▸ **The request**:
Copy out everything from the line containing "of the race" down to the line containing "Target: litter picker tool", both ends included and requests kept, and resize only the marker coordinates in the answers by multiplying them by 0.85 and rounding to whole numbers, halves up. Leave the sample coordinates in the requests unchanged.

Dataset excerpts on object pointing:
_ _ _ _
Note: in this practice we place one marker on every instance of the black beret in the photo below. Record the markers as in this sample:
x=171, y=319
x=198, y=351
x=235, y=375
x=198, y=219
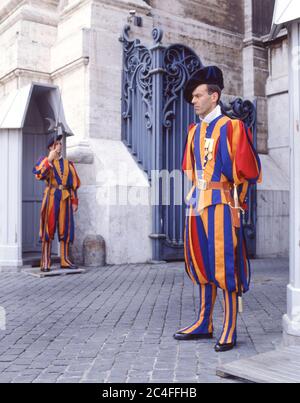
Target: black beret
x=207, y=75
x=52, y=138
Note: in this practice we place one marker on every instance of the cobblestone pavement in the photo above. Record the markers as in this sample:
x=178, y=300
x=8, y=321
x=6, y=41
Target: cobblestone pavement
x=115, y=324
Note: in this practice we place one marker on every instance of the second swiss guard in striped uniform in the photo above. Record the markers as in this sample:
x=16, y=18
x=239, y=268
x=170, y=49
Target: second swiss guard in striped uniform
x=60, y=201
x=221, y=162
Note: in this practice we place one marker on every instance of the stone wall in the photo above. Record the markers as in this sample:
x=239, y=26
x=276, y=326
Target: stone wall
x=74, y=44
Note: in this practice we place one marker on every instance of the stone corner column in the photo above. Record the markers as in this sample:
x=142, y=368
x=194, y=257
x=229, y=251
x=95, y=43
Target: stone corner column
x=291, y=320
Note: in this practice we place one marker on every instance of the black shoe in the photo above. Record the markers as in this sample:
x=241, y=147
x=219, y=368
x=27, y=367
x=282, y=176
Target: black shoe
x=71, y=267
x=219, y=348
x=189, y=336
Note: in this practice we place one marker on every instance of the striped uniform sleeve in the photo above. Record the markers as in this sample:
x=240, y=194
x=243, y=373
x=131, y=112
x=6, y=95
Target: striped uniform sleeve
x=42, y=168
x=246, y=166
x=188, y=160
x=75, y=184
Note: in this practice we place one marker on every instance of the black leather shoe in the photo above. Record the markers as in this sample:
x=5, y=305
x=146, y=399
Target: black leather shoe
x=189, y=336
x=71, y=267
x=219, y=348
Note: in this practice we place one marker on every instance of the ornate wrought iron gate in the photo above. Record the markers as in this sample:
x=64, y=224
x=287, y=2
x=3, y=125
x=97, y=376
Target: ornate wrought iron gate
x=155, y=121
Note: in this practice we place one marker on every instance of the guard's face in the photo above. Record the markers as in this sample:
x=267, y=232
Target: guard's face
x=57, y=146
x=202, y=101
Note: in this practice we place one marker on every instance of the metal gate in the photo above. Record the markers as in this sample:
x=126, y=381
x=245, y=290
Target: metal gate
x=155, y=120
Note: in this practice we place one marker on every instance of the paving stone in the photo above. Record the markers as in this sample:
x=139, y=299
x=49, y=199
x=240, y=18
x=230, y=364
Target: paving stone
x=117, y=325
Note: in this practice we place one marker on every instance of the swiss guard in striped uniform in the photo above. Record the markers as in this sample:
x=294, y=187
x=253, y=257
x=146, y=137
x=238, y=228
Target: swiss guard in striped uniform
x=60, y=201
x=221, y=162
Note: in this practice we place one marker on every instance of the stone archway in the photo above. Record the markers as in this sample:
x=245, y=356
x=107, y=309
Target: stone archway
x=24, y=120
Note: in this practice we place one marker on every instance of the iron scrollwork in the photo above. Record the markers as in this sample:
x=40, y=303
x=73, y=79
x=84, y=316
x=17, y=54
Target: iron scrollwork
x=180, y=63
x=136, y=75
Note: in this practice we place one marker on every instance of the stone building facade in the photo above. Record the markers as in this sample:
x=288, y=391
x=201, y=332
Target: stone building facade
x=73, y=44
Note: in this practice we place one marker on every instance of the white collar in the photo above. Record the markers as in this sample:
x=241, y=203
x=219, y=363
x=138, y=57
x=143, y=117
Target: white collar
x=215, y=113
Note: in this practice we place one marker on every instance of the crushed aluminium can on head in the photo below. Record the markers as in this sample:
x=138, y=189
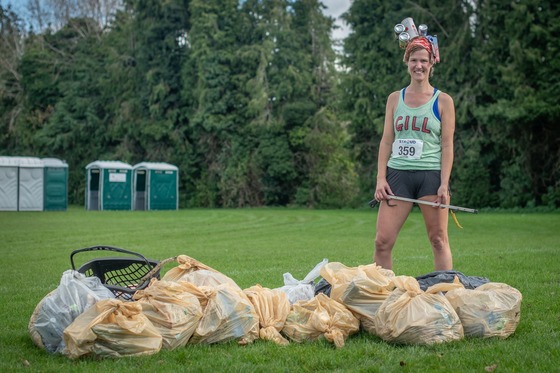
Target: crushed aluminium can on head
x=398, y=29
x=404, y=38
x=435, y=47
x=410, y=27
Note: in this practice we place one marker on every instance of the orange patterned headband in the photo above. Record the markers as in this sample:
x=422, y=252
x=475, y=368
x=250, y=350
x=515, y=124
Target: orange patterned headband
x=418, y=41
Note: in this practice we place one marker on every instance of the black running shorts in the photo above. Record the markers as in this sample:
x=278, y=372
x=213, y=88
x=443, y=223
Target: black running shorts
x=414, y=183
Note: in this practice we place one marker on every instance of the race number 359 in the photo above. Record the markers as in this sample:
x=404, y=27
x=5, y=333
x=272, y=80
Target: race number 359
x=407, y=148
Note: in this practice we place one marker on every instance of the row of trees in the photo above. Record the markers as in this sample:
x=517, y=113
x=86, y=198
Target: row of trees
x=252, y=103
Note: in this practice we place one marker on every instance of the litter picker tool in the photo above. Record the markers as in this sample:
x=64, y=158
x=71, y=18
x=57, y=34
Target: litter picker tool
_ _ _ _
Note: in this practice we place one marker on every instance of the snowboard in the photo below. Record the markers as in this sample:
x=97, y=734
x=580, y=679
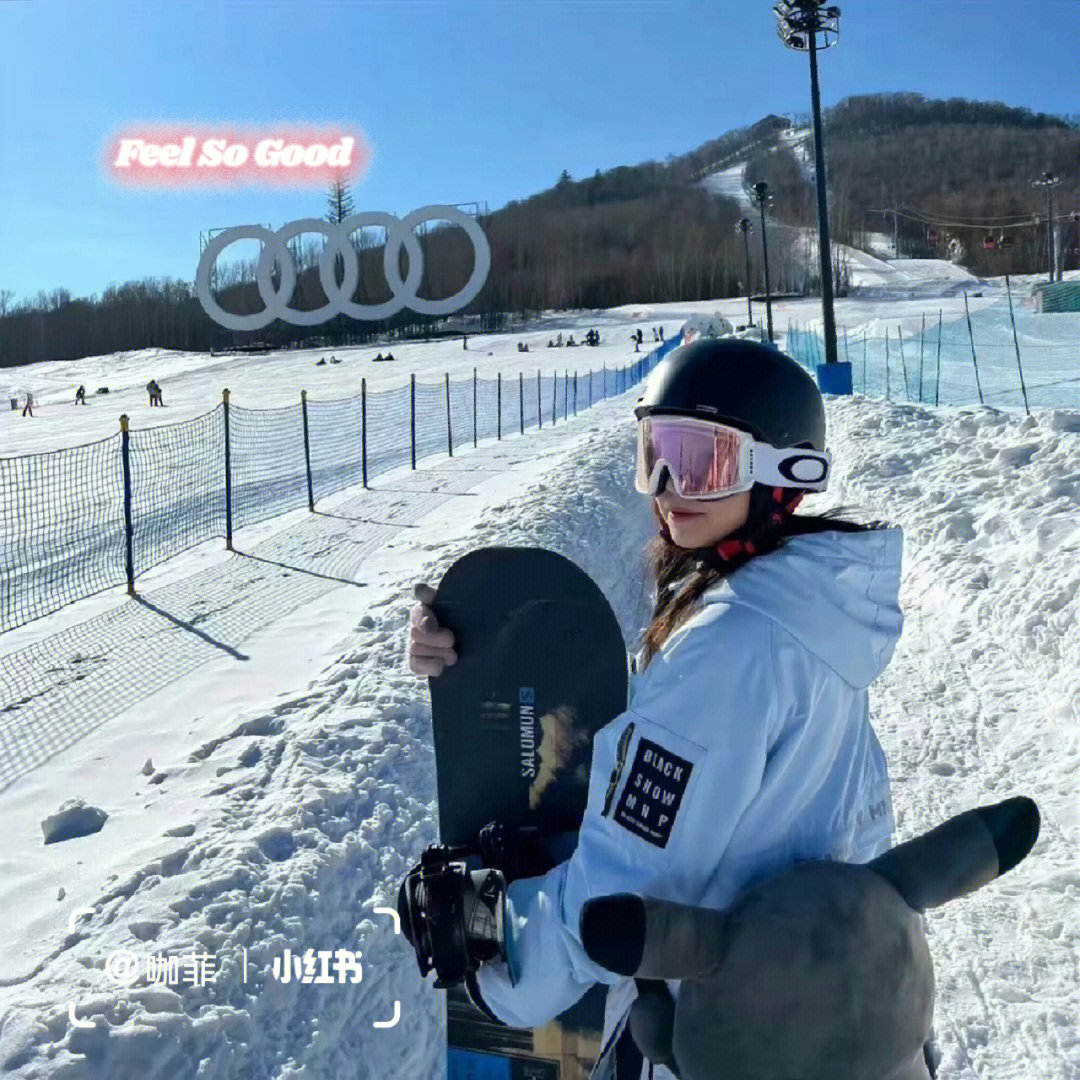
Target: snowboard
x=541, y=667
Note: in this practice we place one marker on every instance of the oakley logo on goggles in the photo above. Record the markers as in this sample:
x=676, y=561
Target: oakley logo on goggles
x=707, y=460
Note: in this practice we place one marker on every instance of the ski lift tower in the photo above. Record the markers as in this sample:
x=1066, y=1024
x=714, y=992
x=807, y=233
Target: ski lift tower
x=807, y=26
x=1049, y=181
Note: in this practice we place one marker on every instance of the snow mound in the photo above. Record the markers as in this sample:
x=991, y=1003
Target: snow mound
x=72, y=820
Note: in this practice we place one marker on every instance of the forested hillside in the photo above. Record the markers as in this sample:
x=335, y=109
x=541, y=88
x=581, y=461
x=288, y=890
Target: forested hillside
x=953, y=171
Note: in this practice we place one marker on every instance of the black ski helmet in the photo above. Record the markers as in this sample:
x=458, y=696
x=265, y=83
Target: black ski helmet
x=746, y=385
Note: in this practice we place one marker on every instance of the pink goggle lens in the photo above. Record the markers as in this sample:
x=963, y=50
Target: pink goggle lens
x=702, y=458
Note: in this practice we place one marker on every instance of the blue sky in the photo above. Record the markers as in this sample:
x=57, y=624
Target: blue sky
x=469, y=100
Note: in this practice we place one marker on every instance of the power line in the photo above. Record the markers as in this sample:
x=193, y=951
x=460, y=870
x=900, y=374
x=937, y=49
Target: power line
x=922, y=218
_ _ _ _
▸ **Reply to the exercise**:
Note: in this practice we place one marker on every instance of the race number 359 in the photo above. Record the markers as in this sample:
x=404, y=27
x=5, y=333
x=272, y=80
Target: race number 359
x=346, y=126
Note: in this practice we place one marker on every instance of the row of trees in the photo above. Record the markers as in this sample:
x=517, y=113
x=86, y=198
Target: row of trees
x=214, y=88
Note: in this practice we place one marker on every instance of the litter picker tool in the photo above. Record the markers as in this sample:
x=64, y=158
x=71, y=18
x=57, y=34
Target: litter picker tool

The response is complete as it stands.